--- START OF Text to read ---
LiquidO: A Novel Neutrino Detection Technology

LiquidO is an R+D project for the development of a new neutrino detection technology which uses opaque liquid scintillator (LS), like milk, with a very short scattering length and an intermediate absorption length. This is contrary to the traditional approach that uses transparent LS volumes, with scattering lengths of up to tens of meters, as neutrino targets surrounded by sensitive sensors that collect light. Reducing the scattering length down to the scale of millimeters causes the light to be confined to a few cm volume near its creation point. To extract the light a lattice of wavelength-shifting fibers runs through the scintillator. 

These figures feature LiquidO detection principle using the simplest configuration, where the fibers all run along the z-axis. The energy depositions in three-dimensional space from a simulated positron (e+) with 1 MeV of kinetic energy are shown in figure (b), while figure (a) shows the two-dimensional x-y projection. A simulation of the light propagation is shown in figure (c) and (d), where the color of each point represents the number of pho- tons hitting a fiber. An opaque scintillator is simulated in (c) and in (d) the scintillator is transparent. The formation of the light-ball around the position of each Compton electron can be seen clearly for the opaque scintillator, whereas that pattern is almost completely washed out in the transparent case. A finely segmented detector would be required to measure this topology using a transparent scintillator. In contrast, the LiquidO technique effectively self-segments due to stochastic light confinement. 

The LiquidO technique provides high-resolution imaging that enables highly efficient identification of individual particles event-by-event. Additionally, the exploitation of an opaque medium gives LiquidO natural affinity for using dopants at unprecedented levels.
--- END OF Text to read ---
## What you will do
Repeat word for word the stretch of the LiquidO text from "LiquidO is an" through "through the scintillator.". The data that follows has no connection to the text on LiquidO.
--- START OF Supplied records ---
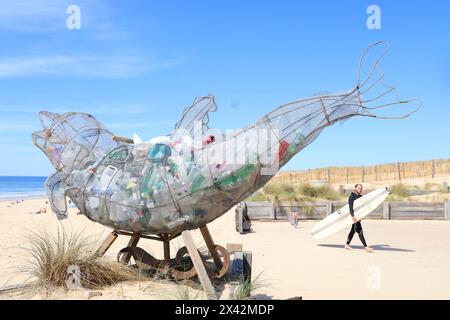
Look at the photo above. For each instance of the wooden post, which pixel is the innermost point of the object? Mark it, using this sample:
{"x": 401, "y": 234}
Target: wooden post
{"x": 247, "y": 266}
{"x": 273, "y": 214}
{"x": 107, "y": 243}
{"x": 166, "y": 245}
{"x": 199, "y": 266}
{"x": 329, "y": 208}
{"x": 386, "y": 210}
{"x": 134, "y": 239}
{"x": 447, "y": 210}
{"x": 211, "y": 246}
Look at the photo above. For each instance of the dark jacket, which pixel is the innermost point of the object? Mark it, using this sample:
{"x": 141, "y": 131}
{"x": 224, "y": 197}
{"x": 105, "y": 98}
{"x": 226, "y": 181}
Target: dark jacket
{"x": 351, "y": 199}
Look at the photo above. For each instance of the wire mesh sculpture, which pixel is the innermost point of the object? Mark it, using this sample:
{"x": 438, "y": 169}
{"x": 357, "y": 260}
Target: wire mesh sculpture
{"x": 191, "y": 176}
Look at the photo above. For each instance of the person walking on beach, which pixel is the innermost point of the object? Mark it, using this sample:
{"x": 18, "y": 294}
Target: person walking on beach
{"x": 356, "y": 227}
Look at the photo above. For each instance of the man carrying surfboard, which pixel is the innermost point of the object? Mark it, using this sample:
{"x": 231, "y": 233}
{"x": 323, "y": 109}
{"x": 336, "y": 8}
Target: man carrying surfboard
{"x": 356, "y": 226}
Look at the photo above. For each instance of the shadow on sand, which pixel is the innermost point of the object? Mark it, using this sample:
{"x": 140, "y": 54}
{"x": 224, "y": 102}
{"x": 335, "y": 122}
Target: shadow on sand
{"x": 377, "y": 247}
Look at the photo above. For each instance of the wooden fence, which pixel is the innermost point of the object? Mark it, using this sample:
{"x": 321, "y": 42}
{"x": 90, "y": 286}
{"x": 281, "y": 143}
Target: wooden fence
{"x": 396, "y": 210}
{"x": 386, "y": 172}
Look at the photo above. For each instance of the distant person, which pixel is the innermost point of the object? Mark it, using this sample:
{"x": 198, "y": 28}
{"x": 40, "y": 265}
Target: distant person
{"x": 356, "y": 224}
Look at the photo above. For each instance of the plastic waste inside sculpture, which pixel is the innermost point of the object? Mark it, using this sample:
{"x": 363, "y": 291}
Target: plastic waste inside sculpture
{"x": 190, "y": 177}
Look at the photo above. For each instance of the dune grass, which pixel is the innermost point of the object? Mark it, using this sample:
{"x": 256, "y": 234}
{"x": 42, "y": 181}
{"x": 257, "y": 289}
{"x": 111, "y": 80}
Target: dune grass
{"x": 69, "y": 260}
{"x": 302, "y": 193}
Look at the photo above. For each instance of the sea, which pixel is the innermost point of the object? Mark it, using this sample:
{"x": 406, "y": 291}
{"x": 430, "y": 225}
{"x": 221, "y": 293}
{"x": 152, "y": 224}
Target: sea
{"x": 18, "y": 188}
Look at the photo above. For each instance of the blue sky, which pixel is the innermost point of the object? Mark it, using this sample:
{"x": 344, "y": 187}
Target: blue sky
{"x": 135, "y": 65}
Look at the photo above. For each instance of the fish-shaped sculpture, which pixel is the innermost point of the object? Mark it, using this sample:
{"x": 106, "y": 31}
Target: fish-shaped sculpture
--- END OF Supplied records ---
--- START OF Supplied records ---
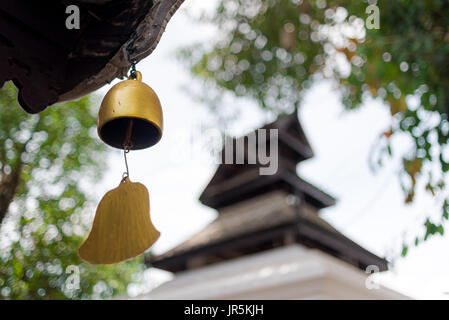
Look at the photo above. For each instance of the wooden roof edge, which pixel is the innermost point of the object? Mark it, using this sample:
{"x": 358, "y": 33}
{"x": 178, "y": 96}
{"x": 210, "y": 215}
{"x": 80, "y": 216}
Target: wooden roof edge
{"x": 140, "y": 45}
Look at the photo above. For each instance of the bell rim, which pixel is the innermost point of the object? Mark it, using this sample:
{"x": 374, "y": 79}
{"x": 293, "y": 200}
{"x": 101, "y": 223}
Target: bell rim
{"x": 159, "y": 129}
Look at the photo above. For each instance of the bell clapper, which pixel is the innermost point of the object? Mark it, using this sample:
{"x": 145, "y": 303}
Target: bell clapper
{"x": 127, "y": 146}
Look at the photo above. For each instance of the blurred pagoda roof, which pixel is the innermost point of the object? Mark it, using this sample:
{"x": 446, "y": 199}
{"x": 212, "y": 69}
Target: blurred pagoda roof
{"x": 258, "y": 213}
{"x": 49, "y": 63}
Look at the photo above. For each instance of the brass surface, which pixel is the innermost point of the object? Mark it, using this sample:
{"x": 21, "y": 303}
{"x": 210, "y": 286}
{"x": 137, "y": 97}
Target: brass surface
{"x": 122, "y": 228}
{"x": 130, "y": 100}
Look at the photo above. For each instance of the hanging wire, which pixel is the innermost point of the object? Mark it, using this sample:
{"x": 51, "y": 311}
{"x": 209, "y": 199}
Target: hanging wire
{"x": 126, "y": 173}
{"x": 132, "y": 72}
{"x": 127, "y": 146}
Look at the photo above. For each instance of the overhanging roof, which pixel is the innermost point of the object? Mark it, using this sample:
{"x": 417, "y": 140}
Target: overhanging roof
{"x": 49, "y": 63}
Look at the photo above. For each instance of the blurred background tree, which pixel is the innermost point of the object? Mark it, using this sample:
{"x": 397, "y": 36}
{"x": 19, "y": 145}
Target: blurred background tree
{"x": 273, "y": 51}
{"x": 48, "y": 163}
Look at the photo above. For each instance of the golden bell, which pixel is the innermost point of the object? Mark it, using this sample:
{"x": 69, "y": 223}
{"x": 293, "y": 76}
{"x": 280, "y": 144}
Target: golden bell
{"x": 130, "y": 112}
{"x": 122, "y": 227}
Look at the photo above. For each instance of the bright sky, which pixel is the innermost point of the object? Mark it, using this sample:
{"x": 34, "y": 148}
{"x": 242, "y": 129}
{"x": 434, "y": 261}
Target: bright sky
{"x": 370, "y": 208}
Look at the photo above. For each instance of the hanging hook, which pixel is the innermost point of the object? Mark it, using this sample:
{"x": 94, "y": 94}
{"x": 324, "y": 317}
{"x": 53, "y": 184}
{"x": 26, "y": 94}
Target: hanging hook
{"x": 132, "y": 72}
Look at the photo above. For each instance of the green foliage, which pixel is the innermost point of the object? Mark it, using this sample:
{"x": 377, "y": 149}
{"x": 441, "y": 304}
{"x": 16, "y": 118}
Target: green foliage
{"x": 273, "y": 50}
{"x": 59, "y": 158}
--- END OF Supplied records ---
## Reply
LiquidO is an R+D project for the development of a new neutrino detection technology which uses opaque liquid scintillator (LS), like milk, with a very short scattering length and an intermediate absorption length. This is contrary to the traditional approach that uses transparent LS volumes, with scattering lengths of up to tens of meters, as neutrino targets surrounded by sensitive sensors that collect light. Reducing the scattering length down to the scale of millimeters causes the light to be confined to a few cm volume near its creation point. To extract the light a lattice of wavelength-shifting fibers runs through the scintillator.